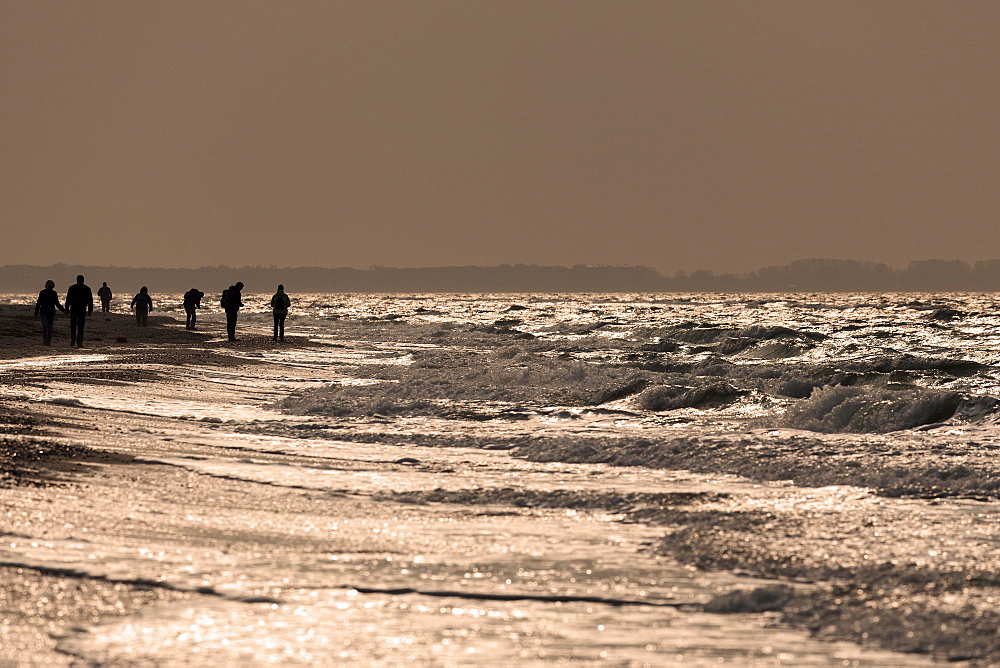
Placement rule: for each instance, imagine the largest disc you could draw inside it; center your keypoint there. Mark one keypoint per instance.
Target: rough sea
(633, 479)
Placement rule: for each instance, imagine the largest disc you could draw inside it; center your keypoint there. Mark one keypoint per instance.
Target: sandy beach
(145, 529)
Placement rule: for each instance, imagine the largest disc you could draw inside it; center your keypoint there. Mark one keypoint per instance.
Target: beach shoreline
(833, 592)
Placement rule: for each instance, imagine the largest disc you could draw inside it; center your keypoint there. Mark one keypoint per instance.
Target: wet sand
(131, 480)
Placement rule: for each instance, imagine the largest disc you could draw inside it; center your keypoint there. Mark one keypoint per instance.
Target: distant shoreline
(816, 275)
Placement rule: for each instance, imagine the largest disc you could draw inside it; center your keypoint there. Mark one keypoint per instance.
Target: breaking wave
(861, 410)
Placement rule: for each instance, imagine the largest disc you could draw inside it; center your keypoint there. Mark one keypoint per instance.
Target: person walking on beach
(45, 307)
(80, 302)
(279, 305)
(192, 302)
(143, 304)
(104, 292)
(232, 300)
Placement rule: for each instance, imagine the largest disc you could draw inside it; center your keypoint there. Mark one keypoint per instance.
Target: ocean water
(577, 411)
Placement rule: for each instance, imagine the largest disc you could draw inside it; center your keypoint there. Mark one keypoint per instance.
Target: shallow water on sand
(304, 549)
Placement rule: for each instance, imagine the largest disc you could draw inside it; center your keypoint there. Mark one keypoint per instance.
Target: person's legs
(231, 324)
(81, 321)
(47, 329)
(75, 326)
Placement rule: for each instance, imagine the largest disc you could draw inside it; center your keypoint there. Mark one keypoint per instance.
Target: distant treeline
(799, 276)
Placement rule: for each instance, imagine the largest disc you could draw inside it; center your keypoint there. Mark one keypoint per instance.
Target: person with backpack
(104, 292)
(192, 302)
(143, 304)
(45, 307)
(232, 301)
(80, 302)
(279, 306)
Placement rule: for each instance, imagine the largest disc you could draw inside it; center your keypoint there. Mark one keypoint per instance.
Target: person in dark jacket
(45, 307)
(80, 302)
(279, 306)
(143, 304)
(192, 302)
(232, 301)
(104, 292)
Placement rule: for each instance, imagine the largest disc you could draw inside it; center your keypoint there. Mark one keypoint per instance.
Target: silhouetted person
(80, 302)
(45, 307)
(192, 302)
(279, 306)
(232, 300)
(143, 304)
(104, 292)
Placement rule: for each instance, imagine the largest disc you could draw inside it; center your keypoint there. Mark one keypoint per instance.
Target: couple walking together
(232, 301)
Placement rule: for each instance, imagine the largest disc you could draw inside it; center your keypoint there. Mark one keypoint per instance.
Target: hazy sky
(680, 135)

::::::

### Your task
Your copy must repeat the data word for word and show none of its images.

### Reply
Placement rule: for each instance, imagine the largest disc you could draw inside it; center your keypoint there. Mark one keypoint per instance.
Target: rough sea
(633, 479)
Placement rule: for each instance, imagine the largest disc you could draw inside it; center your keypoint there. Mark one keypoint per instance.
Target: sandy beach
(145, 529)
Placement rule: for each instance, imagine the largest disc you could draw inside it; center your keypoint there. Mark one keypoint per instance.
Target: beach shoreline
(833, 592)
Placement rule: for each instance, imagine the largest disc you could draw inside it; center your keypoint there. Mark one keypoint per instance.
Target: wet sand
(131, 480)
Placement rule: for each instance, imagine the largest disc you could draw inside it; center your keypoint there. Mark one keypoint per instance.
Target: distant shoreline
(816, 275)
Placement rule: for each instance, imagine the largest disc you could draw inside it; center your keypoint there. Mark one keypoint per instance.
Target: breaking wave
(861, 410)
Placement rule: for each instance, imagine the largest disc you could draw inside it; center your keypoint there. Mark one keypoint per instance.
Target: person walking on beach
(45, 307)
(80, 302)
(279, 305)
(192, 302)
(143, 304)
(104, 292)
(232, 300)
Placement rule: for each instance, imagine the largest disc you could draw inside it; center your keypoint there. Mark one keypoint per instance.
Target: ocean water
(577, 411)
Placement rule: for each instance, imagine the largest disc you could draw inside it; center your keypoint there. Mark one keypoint per instance.
Target: shallow water on sand
(304, 549)
Placement rule: for each instance, imagine the largest disc you could draw inside it; center your keypoint there. Mark one keypoint per instance.
Target: person's legs
(231, 324)
(81, 321)
(47, 329)
(75, 326)
Placement rule: for each instance, imagine the largest disc you could draw inside it; center your keypoint there. Mark one keypoint per instance.
Target: distant treeline
(799, 276)
Placement rule: for each instance, imagine the largest disc you could draw inside it; center your keypoint there. Mark one keypoint per instance.
Target: person with backpack
(104, 292)
(192, 302)
(143, 304)
(45, 307)
(232, 301)
(80, 302)
(279, 306)
Placement rule: for each instance, imagine the largest disc you could draw inside it; center your keypoint there. Mark one keypoint per instance.
Target: person in dark jacket
(45, 307)
(80, 302)
(279, 306)
(143, 304)
(192, 302)
(232, 301)
(104, 292)
Placement rule: for each instance, imagine the largest disc you could draw inside it; center your keypoint there. Mark one keypoint per instance.
Target: silhouetted person
(80, 302)
(45, 307)
(192, 302)
(279, 306)
(232, 300)
(143, 304)
(104, 292)
Placement rule: for each instance, imagine the largest disc you could draw inside it; center your keypoint there. Mark one keypoint per instance.
Target: couple walking together
(232, 301)
Placement rule: for each instance, imagine the largest disc you could draw inside it; center your keypoint there. Mark one keypoint per instance.
Target: hazy sky
(680, 135)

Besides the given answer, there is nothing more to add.